------ Document excerpt
Frightened, Mr Schell texted Tandy to say the debt was forgiven. Tandy replied: “Sounds good because I didn’t want things to get ugly.”

A few weeks later Mr Schell decided to alert the Bulldogs, according to Mr Schell’s evidence.

He arranged to meet Bulldogs football manager Alan Thompson and the club’s then CEO Todd Greenberg (now the NRL’s deputy chief executive) at a cafe in Homebush, where he says he showed them Tandy’s betting ledger and the series of losing bets that had been placed on races and rugby league matches.

Despite the evidence, nothing was officially done and Mr Schell says the pair simply told him to take up the issue with Mr Ayoub.

Mr Greenberg and Mr Thompson declined an interview. Through a spokesman, Mr Greenberg denied being told about Tandy’s NRL betting plunge.

Betting plunge leads to investigation, conviction

Four days after the meeting at the cafe, the Bulldogs played the North Queensland Cowboys in Townsville – the game that would bring Tandy’s league career to dramatic end.
------------
------ Excerpted records
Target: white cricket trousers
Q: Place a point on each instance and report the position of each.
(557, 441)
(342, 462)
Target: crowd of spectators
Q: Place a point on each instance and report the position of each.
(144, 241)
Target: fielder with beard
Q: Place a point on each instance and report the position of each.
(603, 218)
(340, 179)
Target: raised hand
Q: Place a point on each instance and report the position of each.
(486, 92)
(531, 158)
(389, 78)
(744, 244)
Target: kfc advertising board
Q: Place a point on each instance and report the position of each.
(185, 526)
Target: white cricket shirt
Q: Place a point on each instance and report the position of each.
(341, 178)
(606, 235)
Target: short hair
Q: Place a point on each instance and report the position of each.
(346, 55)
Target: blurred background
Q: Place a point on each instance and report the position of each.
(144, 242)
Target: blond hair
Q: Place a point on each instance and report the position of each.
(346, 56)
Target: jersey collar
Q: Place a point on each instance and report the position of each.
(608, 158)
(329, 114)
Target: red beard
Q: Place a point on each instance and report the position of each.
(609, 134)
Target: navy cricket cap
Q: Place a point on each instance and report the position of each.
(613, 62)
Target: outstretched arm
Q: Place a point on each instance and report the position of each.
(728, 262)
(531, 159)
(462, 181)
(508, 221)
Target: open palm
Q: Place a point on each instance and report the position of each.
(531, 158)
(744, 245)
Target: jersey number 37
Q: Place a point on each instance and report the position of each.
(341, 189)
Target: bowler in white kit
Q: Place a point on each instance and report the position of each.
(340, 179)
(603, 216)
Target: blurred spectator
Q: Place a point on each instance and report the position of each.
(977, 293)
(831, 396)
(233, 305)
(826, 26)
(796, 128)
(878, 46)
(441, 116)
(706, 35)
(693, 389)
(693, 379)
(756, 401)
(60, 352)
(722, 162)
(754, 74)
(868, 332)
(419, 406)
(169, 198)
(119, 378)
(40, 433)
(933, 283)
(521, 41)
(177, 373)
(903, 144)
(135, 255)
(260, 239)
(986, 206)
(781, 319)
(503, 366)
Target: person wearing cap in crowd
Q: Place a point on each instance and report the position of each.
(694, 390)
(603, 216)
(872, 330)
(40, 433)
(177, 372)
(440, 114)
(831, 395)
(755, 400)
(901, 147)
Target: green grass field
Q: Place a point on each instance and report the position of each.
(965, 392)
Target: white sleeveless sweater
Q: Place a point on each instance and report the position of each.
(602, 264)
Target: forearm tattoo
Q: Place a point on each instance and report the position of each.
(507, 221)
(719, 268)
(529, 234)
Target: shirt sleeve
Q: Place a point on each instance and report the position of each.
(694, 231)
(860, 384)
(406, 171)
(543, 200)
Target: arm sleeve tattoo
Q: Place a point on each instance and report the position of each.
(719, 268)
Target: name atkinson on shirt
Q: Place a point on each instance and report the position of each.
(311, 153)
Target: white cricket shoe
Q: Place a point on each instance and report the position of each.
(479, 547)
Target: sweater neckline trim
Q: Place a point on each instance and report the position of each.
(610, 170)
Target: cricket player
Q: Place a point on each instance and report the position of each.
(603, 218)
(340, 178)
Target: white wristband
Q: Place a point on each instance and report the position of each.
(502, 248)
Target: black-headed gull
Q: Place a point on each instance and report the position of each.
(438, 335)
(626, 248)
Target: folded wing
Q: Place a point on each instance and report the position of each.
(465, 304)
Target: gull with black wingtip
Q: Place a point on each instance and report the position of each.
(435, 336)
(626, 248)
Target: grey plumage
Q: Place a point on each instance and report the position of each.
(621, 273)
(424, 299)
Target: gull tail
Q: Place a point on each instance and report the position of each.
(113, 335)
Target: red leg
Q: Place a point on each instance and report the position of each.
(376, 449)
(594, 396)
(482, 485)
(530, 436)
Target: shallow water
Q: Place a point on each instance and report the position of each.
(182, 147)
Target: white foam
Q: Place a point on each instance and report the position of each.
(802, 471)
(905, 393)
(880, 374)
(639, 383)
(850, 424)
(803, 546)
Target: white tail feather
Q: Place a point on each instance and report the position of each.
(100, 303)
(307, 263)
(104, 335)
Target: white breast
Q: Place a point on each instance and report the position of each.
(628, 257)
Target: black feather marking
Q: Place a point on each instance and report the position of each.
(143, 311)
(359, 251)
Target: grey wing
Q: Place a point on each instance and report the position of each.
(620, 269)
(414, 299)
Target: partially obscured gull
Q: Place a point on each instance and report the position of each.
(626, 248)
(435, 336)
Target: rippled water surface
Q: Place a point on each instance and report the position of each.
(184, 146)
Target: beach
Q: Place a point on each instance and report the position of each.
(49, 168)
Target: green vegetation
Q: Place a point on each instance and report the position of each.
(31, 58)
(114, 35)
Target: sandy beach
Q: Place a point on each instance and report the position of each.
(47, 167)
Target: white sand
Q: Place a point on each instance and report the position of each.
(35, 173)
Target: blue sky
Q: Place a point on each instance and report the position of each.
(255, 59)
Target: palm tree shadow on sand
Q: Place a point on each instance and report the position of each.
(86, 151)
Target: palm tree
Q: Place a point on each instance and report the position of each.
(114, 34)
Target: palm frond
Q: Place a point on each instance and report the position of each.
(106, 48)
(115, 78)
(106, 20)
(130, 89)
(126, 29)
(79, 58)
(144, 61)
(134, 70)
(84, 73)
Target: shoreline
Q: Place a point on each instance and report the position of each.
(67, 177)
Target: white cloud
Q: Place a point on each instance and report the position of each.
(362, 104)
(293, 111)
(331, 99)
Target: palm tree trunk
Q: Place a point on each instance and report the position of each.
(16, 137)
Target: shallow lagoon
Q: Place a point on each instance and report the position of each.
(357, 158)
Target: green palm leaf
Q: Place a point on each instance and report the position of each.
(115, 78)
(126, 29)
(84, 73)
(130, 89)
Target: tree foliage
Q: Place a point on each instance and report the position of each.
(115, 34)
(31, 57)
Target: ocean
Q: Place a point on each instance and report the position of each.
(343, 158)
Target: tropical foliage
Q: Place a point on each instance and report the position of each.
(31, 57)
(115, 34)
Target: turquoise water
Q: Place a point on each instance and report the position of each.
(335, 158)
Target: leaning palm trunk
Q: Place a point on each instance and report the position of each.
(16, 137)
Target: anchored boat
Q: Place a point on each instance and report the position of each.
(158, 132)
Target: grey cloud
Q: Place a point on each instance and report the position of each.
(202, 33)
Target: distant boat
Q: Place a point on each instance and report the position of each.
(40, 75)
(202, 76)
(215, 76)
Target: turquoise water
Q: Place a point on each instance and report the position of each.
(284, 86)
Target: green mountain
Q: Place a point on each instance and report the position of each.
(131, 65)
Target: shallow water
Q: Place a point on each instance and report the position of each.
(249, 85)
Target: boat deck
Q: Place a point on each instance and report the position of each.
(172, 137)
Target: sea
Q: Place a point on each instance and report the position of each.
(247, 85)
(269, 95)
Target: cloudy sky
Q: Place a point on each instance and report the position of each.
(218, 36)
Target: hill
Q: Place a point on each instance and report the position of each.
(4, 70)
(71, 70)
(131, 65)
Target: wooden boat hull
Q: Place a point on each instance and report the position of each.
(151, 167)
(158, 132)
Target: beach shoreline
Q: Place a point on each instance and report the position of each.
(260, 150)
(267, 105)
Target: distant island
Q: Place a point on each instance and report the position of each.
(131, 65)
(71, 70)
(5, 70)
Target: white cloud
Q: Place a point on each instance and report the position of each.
------------
[Task details]:
Reproduce the part of the Bulldogs betting article that opens with the words containing "A few weeks" and closes with "rugby league matches.".

[Solution]:
A few weeks later Mr Schell decided to alert the Bulldogs, according to Mr Schell’s evidence.

He arranged to meet Bulldogs football manager Alan Thompson and the club’s then CEO Todd Greenberg (now the NRL’s deputy chief executive) at a cafe in Homebush, where he says he showed them Tandy’s betting ledger and the series of losing bets that had been placed on races and rugby league matches.